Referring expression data
+===+

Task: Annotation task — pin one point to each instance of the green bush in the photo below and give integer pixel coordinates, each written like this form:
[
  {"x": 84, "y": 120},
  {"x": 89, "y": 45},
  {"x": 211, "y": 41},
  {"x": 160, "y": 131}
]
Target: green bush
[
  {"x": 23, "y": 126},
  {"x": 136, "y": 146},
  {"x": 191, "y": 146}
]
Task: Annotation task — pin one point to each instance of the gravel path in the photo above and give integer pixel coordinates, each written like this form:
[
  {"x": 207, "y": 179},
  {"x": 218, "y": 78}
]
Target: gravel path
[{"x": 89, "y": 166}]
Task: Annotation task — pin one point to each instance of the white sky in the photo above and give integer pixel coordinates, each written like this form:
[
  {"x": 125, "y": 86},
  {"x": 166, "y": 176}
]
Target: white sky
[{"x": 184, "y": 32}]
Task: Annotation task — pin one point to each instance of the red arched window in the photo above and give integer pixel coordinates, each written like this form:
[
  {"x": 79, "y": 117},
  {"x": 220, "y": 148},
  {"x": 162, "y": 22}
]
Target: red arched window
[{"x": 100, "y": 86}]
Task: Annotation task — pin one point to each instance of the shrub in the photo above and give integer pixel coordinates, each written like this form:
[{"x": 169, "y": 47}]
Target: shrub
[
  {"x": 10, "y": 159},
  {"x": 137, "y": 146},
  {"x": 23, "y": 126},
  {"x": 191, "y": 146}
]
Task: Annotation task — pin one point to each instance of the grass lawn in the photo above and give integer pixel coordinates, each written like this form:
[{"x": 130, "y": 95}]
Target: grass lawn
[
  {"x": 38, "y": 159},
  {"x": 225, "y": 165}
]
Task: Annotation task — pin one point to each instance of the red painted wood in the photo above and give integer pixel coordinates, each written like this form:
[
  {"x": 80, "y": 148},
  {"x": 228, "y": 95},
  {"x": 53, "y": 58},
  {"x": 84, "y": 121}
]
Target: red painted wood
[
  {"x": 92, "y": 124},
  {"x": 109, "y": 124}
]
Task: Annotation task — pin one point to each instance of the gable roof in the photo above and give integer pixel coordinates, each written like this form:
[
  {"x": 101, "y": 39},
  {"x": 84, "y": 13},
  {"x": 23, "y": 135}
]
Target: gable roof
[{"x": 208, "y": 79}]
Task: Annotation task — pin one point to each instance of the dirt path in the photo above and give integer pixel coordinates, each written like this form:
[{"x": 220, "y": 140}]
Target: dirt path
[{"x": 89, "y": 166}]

+===+

* Aim of the exercise *
Only the number is wanted here. How many lines in the entries contain "coordinates"?

* Solution to this task *
9